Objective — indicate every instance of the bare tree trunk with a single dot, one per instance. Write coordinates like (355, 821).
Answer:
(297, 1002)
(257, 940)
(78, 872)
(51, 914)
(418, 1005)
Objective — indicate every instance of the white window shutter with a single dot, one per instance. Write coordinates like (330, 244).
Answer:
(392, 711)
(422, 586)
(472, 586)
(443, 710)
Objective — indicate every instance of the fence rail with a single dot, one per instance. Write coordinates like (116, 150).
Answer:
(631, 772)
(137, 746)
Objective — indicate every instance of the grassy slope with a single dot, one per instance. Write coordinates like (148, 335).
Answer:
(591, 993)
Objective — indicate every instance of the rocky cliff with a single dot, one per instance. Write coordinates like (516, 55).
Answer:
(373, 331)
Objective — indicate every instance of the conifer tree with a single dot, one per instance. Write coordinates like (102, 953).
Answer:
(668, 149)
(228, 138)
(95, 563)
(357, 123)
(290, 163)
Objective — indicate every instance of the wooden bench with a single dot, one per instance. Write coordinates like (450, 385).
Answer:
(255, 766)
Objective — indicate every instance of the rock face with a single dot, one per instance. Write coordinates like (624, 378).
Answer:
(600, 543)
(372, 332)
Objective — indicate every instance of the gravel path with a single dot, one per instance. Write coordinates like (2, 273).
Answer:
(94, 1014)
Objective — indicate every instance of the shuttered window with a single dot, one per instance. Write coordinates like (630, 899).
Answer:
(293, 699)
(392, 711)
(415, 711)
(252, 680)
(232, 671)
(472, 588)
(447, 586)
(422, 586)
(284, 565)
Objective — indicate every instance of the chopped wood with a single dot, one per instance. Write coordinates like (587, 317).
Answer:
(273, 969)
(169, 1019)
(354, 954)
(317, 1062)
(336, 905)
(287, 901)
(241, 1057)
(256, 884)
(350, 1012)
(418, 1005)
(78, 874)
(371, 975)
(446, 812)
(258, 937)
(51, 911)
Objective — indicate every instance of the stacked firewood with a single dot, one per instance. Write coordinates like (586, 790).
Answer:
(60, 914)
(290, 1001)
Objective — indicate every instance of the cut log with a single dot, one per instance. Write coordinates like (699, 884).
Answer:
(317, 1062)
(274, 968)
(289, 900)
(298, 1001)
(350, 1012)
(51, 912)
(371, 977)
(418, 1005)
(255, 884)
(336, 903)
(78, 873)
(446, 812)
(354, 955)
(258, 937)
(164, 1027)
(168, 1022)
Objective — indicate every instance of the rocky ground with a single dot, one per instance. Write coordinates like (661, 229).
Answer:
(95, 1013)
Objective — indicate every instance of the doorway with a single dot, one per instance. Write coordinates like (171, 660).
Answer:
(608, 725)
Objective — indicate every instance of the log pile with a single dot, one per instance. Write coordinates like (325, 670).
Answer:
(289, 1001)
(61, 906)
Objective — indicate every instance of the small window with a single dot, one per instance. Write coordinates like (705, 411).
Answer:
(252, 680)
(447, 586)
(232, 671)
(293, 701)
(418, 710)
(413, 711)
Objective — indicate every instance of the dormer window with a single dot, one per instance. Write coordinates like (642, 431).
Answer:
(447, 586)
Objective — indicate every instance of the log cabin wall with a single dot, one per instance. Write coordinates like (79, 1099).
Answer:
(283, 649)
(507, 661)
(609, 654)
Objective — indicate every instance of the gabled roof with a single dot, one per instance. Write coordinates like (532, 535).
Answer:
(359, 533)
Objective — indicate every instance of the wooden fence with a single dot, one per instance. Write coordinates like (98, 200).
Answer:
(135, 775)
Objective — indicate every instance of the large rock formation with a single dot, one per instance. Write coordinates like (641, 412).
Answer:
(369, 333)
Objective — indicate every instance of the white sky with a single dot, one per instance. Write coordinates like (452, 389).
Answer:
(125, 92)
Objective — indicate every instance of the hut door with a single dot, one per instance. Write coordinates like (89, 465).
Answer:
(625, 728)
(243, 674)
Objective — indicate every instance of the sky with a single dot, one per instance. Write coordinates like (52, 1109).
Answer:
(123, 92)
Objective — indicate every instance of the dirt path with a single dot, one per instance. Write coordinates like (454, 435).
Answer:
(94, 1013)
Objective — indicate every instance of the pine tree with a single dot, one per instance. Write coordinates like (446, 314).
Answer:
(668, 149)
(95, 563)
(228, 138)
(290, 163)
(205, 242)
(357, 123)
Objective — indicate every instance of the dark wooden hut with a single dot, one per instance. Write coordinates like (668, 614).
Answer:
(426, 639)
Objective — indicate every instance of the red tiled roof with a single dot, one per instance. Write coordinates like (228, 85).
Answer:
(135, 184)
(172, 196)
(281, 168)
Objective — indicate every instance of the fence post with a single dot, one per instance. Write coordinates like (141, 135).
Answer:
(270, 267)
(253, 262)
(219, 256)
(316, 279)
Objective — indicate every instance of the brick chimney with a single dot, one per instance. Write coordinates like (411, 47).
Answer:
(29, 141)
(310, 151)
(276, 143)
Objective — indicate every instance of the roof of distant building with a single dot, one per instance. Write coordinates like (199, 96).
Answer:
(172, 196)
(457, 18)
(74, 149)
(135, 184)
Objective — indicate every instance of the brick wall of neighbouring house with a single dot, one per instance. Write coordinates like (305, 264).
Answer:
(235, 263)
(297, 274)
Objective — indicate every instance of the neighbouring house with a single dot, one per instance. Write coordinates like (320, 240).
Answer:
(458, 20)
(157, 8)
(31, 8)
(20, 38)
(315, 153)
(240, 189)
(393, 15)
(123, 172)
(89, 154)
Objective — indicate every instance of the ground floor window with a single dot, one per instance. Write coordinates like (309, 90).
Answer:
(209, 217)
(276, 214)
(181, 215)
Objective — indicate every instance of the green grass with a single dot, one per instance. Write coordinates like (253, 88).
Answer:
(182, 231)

YOUR ASSIGNMENT> The records must each be output verbatim, with nothing left out.

WRITTEN RESPONSE>
Objective — indicate every instance of the bare tree trunk with a single dot, one per instance. Write coordinates like (355, 821).
Answer:
(297, 1002)
(257, 940)
(78, 872)
(51, 914)
(418, 1005)
Objective — indicate every instance of the white window shutter with a single dot, one per instance. Write coordinates like (330, 244).
Answer:
(392, 711)
(422, 586)
(472, 586)
(443, 710)
Objective — indicate every instance of the fence rail with a single dot, one per instance. Write coordinates like (116, 150).
Answer:
(631, 772)
(137, 746)
Objective — indicate every instance of the grassy slope with a single dot, one per instance. Write coordinates like (148, 335).
Answer:
(591, 993)
Objective — indicate every instance of the rocky cliff with a single dot, one per instance. Write coordinates like (516, 55).
Answer:
(373, 331)
Objective — indicate every instance of the conifer tree with a single dot, one per instance. Write coordinates like (102, 953).
Answer:
(668, 149)
(228, 138)
(95, 563)
(357, 123)
(290, 163)
Objective — indicate every instance of the wooden bench with a single dot, one per instance. Write coordinates like (450, 385).
Answer:
(255, 766)
Objective — indicate every instance of the rock face with a single dot, one per instance. Write coordinates like (624, 378).
Answer:
(600, 543)
(372, 332)
Objective — indicate every instance of the gravel path with a single dot, one per instance. Write coordinates like (2, 273).
Answer:
(94, 1014)
Objective — indicate every instance of the shuttered window with a single dot, one per instance. Write coordinates like (630, 899).
Answer:
(293, 699)
(392, 711)
(415, 711)
(252, 680)
(232, 671)
(472, 588)
(447, 586)
(422, 586)
(284, 565)
Objective — indicate every instance of the chopped wood with a single dot, one per instance. Write coordinates like (587, 317).
Answer:
(273, 969)
(169, 1019)
(354, 954)
(317, 1062)
(336, 905)
(287, 901)
(241, 1057)
(256, 884)
(350, 1012)
(418, 1005)
(78, 874)
(371, 975)
(446, 812)
(258, 937)
(51, 911)
Objective — indicate every instance of the stacked firewood with a single dot, one per instance. Write coordinates like (586, 790).
Answer:
(60, 914)
(290, 1001)
Objective — indicate every instance of the cut log with a single dot, one per instance. Write coordinates like (699, 884).
Answer:
(317, 1062)
(274, 968)
(289, 900)
(298, 1001)
(350, 1012)
(51, 912)
(371, 977)
(418, 1005)
(255, 884)
(336, 903)
(78, 873)
(446, 812)
(354, 955)
(258, 937)
(164, 1027)
(168, 1022)
Objective — indicate every instance of the rocky ground with a single dot, one per instance. Write coordinates like (661, 229).
Answer:
(95, 1013)
Objective — indicate every instance of the doorway with a single dot, one per instance. Write coordinates like (171, 660).
Answer:
(608, 725)
Objective — indicate every instance of the log pile with a single dot, one per instance. Write coordinates like (325, 670).
Answer:
(289, 1001)
(61, 906)
Objective — indicate every instance of the small window with a single dot, one per instance. Write coordinates like (705, 411).
Answer:
(252, 680)
(447, 586)
(232, 671)
(293, 701)
(418, 710)
(413, 711)
Objective — indicate every instance of the dormer window with a single dot, one per instance. Write coordinates like (642, 431).
Answer:
(447, 586)
Objective — indicate every instance of the log cabin wall with a single dot, one per instance. Write coordinates like (79, 1099).
Answer:
(283, 649)
(507, 661)
(609, 654)
Objective — indicate every instance of the gabled roof with a single dot, one per instance. Write coordinates like (532, 535).
Answer:
(359, 533)
Objective — indicate every instance of the wooden fence with a single dot, one per instance. Write coordinates like (98, 200).
Answer:
(135, 775)
Objective — indicate every instance of the large rock formation with a single dot, one per instance. Write coordinates like (641, 412).
Answer:
(369, 333)
Objective — indicate every instance of the white sky with a single dot, one per instance. Write coordinates like (452, 389).
Answer:
(125, 92)
Objective — indicate every instance of the hut door with a single dot, one per instance. Write coordinates like (89, 465).
Answer:
(625, 728)
(243, 674)
Objective — indicate every instance of the sky with a single dot, one per instance. Write coordinates like (52, 1109).
Answer:
(123, 92)
Objective — indicate every instance of the dirt path with a single dot, one per instance. Write coordinates like (454, 435).
Answer:
(94, 1013)
Objective — indicate every instance of the pine tree with a single dot, one per instance. Write coordinates like (446, 314).
Answer:
(668, 149)
(95, 563)
(228, 138)
(290, 163)
(205, 242)
(357, 123)
Objective — indicate every instance of the dark wooden hut with a single dot, one per instance. Write coordinates like (668, 614).
Answer:
(426, 639)
Objective — indicate every instance of the red tiled roof with a single dot, one per instance. Write coordinates like (228, 85).
Answer:
(135, 184)
(172, 196)
(281, 168)
Objective — indicate every instance of the fence post with a single dot, one per instance. Write coordinates like (141, 135).
Answer:
(270, 267)
(253, 262)
(219, 256)
(316, 279)
Objective — indicate every instance of the brick chimney with a single dot, one per instance. Write coordinates like (411, 47).
Answer:
(29, 141)
(310, 151)
(276, 143)
Objective — indicate every instance of the roof of distant building with a single dot, one per instance. Write coordinates like (199, 96).
Answer:
(172, 196)
(457, 18)
(74, 149)
(135, 184)
Objective — indicate every instance of the brick wall of neighbouring house with a single dot, one per instance. Write coordinates like (305, 264).
Answer:
(235, 263)
(297, 274)
Objective — indicate every instance of the neighbouring house with a single dot, one per instance. Write coordinates like (320, 240).
Answer:
(458, 20)
(157, 8)
(31, 8)
(20, 38)
(315, 153)
(240, 189)
(393, 15)
(123, 172)
(89, 154)
Objective — indicate every instance of the ground floor window with a single dot, one per instance. Write coordinates like (309, 90).
Answer:
(209, 217)
(276, 214)
(181, 215)
Objective — indicate every instance of the green grass with a single dot, one per instance. Write coordinates like (253, 88).
Answer:
(182, 231)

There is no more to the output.